3.4. Pressure and Temperature Courses. The temperature and pressure distribution during the injection molding process inside the cavity for two different gating systems are exemplarily shown in Figure 13. The temperature profile during injection molding indicates the entering of the melt in the ring cavity. The low peak temperature of approximately 130[degrees]C for all gating systems can be explained by a combination of the measurement of the surface temperature, the fast cooling of the melt due to the high degree of filling, and the relatively long responding time of the sensor itself. Thus, the peak temperature will not be further evaluated.
The increase in pressure starts after the increase in temperature and, thus, after the polymer enters the ring cavity. As the time difference in between the increase in temperate and the increase in pressure varies for the different gating systems, it can be concluded that the filling of the rings is conducted without pressure inside the ring, whereas the holding pressure leads to a pressure of almost the set pressure level. For the gating system with two injection points, the pressure distribution close to the injection point and weld line is very similar regarding height and course. For this reason, the pressure distribution for the different gating systems was only evaluated for the location close to the injection point.

Dataset excerpts on object pointing
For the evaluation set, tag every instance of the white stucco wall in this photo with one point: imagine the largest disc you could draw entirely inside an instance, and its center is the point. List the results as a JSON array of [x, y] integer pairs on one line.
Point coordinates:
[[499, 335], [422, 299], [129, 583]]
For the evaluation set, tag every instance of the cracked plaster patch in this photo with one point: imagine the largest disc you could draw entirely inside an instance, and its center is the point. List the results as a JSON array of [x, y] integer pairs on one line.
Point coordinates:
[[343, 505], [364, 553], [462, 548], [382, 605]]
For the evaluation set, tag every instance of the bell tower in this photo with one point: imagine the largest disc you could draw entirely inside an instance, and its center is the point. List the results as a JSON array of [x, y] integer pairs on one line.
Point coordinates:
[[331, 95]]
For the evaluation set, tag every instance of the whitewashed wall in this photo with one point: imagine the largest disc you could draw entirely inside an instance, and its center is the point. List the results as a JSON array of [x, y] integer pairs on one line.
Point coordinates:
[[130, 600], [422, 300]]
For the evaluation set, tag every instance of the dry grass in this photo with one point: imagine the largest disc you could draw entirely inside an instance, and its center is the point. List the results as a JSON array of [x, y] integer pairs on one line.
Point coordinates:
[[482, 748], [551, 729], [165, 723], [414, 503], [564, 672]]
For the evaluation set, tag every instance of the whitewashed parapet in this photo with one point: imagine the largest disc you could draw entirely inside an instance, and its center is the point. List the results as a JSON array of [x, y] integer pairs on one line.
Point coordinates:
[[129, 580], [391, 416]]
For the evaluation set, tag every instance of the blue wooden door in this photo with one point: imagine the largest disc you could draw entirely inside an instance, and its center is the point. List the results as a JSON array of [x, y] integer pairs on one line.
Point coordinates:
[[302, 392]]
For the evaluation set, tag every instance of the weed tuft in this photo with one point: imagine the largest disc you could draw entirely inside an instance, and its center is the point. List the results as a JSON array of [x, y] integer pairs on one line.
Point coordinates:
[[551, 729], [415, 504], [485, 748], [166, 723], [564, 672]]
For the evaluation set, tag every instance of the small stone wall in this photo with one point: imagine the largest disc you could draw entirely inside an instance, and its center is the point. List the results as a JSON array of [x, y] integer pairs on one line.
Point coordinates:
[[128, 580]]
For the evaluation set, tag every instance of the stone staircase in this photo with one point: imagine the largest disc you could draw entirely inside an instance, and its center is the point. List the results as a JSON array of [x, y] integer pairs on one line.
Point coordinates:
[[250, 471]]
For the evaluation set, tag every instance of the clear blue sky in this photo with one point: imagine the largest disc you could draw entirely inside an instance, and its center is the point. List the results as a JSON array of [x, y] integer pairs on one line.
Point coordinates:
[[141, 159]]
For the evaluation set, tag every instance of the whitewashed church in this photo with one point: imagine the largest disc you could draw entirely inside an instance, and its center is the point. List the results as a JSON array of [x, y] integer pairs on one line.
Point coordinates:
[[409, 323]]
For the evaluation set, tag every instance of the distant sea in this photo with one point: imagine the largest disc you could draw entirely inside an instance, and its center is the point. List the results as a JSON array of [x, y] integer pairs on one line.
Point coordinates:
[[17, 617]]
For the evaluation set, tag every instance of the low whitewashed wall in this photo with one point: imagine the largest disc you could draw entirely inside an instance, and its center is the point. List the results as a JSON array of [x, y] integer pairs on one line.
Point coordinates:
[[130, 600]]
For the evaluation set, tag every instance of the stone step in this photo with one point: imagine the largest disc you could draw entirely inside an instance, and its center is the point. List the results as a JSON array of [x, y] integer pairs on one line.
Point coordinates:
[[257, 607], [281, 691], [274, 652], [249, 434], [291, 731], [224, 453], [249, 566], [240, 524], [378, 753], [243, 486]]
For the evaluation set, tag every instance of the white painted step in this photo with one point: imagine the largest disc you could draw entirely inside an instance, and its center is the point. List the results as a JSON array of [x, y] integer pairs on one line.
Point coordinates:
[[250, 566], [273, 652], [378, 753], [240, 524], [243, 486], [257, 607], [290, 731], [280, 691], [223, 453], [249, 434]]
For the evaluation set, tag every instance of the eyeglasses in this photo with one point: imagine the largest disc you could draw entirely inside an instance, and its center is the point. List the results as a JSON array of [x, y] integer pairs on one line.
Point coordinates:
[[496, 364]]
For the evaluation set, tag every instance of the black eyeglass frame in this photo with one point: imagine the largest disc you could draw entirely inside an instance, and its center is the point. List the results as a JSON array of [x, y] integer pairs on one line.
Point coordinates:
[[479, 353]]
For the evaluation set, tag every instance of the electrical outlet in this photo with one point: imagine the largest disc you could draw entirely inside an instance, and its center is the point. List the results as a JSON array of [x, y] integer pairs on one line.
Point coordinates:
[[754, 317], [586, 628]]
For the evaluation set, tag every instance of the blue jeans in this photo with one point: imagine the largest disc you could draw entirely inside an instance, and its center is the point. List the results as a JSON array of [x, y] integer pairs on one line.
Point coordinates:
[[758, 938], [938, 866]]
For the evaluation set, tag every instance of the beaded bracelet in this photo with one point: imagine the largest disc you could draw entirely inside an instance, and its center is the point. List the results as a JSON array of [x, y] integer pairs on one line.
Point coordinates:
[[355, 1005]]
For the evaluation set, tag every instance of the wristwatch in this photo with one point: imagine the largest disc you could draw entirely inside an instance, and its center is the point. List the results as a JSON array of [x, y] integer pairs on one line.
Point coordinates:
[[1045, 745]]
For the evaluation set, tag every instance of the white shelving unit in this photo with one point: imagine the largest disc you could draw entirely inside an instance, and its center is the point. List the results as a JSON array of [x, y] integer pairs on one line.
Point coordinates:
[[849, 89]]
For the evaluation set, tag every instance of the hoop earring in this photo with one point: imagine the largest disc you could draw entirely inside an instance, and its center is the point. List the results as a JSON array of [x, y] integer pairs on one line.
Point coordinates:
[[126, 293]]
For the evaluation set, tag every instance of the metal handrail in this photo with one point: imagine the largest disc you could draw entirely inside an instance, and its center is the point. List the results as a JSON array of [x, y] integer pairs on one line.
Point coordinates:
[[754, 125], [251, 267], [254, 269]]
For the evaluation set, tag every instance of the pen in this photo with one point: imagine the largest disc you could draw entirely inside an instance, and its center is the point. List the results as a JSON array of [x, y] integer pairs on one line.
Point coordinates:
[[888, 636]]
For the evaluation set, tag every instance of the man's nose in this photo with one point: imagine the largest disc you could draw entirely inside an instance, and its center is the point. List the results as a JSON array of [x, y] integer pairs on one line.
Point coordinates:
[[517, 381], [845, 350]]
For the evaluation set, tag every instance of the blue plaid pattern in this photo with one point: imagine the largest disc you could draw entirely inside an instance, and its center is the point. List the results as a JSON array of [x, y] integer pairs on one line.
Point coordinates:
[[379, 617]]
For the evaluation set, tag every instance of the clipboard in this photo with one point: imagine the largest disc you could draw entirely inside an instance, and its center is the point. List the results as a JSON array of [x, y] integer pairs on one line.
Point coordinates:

### What to do
- a) Answer these questions from the section on pressure and temperature courses:
(i) What peak temperature is reported for all gating systems?
(ii) Does the increase in pressure start before or after the increase in temperature?
(iii) For which location was the pressure distribution of the different gating systems evaluated?
- b) In the listing, could you swap "beaded bracelet" for "leather bracelet" in the lines from the one with "For the evaluation set, tag every instance of the beaded" up to and including the one with "[[355, 1005]]", leaving everything else unchanged and returning only those lines?

### Answers to the exercises
- a)
(i) Approximately 130 degrees C.
(ii) After the increase in temperature.
(iii) Only for the location close to the injection point.

- b)
For the evaluation set, tag every instance of the leather bracelet in this photo with one point: imagine the largest disc you could draw entirely inside an instance, and its center is the point. List the results as a JSON array of [x, y] integer pairs on one line.
Point coordinates:
[[355, 1005]]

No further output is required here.